WHAT IS ASKED =>
• A. According to the travel post about Ecuador, how many of the country's identified bird species are hummingbirds?
• B. Find every line in the records that contains the string "horse" and copy each such line.

PAGE EXTRACT =>
++++++++++

Images, Thoughts on Travel, Equipment and Techniques that somehow relate to Nature & Wildlife Photography.

Oriente

Hoatzin dancing on log in Laguna Anangucocha; Ecuador Amazon

Hoatzin dancing on log in Laguna Anangucocha; Ecuador Amazon

People seem to fall into two camps, those that travel and those that don’t.  We fall into the group that travels.  I have always been a sucker for new and different when it comes to experiencing the world.  Different cultures, different landscapes and most importantly, the denizens of those landscapes.  This is not to say we don’t like where we live, our home base is in a pretty inviting area.  But we have lived in this house, on this little patch of ground for 19 (!) years.  This degree of familiarity doesn’t necessarily breed contempt but is certainly enough to lead into a state of non-attention.   This past October into November we spent about 3 weeks in Ecuador.  Small by country size (about the same as our home state of Colorado) but in biodiversity it’s huge, with over 20,000 vascular plants and 1,600 identified bird species (129 of which are hummingbirds!).  We went to experience and photograph some of that biodiversity.  You can travel from sea level (Pacific coast) to the low elevation Amazon Basin, crossing the Andes (peaks up to 20,000+ feet) along the way.  There is more to see and do here than could be experienced in a hundred such trips.

River traffic on Napo River in the Ecuadorian Amazon. Everything travels by boat.

River traffic on Napo River in the Ecuadorian Amazon. Everything travels by boat.

Gas flare along Napo River. Oil and gas exploration puts the entire Ecuadorian Amazon at risk.

Gas flare along Napo River. Oil and gas exploration puts the entire Ecuadorian Amazon at risk.

++++++++++

EXTRACTED DATA =>
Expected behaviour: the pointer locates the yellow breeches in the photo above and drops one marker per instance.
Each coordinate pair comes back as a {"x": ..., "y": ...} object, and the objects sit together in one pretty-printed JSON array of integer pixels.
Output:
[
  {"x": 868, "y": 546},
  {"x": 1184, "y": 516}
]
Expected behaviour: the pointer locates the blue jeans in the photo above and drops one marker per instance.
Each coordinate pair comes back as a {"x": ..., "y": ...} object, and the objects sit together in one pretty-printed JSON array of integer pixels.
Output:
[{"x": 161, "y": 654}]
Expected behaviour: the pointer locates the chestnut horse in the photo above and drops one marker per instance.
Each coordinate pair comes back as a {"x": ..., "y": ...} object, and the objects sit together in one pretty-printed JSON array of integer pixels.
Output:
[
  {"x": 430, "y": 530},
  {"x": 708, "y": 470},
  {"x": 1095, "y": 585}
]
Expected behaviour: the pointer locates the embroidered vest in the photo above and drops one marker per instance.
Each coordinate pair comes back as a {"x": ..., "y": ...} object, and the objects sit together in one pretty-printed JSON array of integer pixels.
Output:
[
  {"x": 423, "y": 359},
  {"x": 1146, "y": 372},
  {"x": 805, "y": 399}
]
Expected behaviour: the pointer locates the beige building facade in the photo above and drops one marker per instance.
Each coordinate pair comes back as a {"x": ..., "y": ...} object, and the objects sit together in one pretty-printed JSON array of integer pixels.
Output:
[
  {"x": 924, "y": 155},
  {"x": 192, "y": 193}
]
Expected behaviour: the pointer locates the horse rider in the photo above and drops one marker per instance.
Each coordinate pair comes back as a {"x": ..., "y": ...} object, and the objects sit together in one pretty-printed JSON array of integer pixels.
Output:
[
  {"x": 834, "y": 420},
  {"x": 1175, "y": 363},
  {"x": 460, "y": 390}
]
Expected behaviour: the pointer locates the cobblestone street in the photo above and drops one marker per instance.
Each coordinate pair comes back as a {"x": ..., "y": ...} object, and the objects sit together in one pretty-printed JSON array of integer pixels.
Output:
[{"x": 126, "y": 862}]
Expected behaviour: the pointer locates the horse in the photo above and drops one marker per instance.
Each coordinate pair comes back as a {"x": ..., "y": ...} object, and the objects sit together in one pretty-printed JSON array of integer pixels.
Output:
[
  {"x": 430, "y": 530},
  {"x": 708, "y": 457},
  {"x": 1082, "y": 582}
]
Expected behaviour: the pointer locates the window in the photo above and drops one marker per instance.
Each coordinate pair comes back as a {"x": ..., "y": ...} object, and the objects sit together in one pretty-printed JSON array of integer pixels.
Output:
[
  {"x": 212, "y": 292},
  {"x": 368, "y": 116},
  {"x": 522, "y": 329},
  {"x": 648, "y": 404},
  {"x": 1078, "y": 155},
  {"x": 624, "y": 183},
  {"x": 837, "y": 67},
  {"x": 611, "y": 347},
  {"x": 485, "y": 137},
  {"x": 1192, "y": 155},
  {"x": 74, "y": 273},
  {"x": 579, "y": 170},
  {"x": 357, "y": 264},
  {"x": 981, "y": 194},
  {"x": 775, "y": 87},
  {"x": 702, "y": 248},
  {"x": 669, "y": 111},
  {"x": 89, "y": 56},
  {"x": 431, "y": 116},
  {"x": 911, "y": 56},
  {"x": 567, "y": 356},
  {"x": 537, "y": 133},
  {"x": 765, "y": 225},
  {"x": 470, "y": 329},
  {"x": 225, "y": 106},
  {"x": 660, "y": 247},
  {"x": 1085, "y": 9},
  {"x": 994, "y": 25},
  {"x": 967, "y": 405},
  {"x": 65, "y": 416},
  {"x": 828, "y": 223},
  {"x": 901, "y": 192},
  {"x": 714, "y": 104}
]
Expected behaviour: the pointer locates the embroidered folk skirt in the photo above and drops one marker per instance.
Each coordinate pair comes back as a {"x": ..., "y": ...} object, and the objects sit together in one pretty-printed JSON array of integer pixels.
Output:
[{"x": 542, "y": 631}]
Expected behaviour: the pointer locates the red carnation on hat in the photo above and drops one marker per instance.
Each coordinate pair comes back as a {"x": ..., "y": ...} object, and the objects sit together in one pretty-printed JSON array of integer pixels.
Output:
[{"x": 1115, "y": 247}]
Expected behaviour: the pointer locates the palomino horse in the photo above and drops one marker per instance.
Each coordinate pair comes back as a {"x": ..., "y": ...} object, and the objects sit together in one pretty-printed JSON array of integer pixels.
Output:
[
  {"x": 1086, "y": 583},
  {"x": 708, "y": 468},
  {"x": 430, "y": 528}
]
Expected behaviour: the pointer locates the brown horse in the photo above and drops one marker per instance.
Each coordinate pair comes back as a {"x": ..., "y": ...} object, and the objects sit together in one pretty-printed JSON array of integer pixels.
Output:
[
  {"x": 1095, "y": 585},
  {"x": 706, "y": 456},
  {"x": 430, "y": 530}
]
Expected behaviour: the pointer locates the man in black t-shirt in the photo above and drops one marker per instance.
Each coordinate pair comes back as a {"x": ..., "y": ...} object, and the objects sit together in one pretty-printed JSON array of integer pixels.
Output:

++++++++++

ANSWERS TO THE TASKS =>
• A. 129

• B.
Expected behaviour: the pointer locates the chestnut horse in the photo above and drops one marker per instance.
Expected behaviour: the pointer locates the horse rider in the photo above and drops one marker per instance.
Expected behaviour: the pointer locates the horse in the photo above and drops one marker per instance.
Expected behaviour: the pointer locates the palomino horse in the photo above and drops one marker per instance.
Expected behaviour: the pointer locates the brown horse in the photo above and drops one marker per instance.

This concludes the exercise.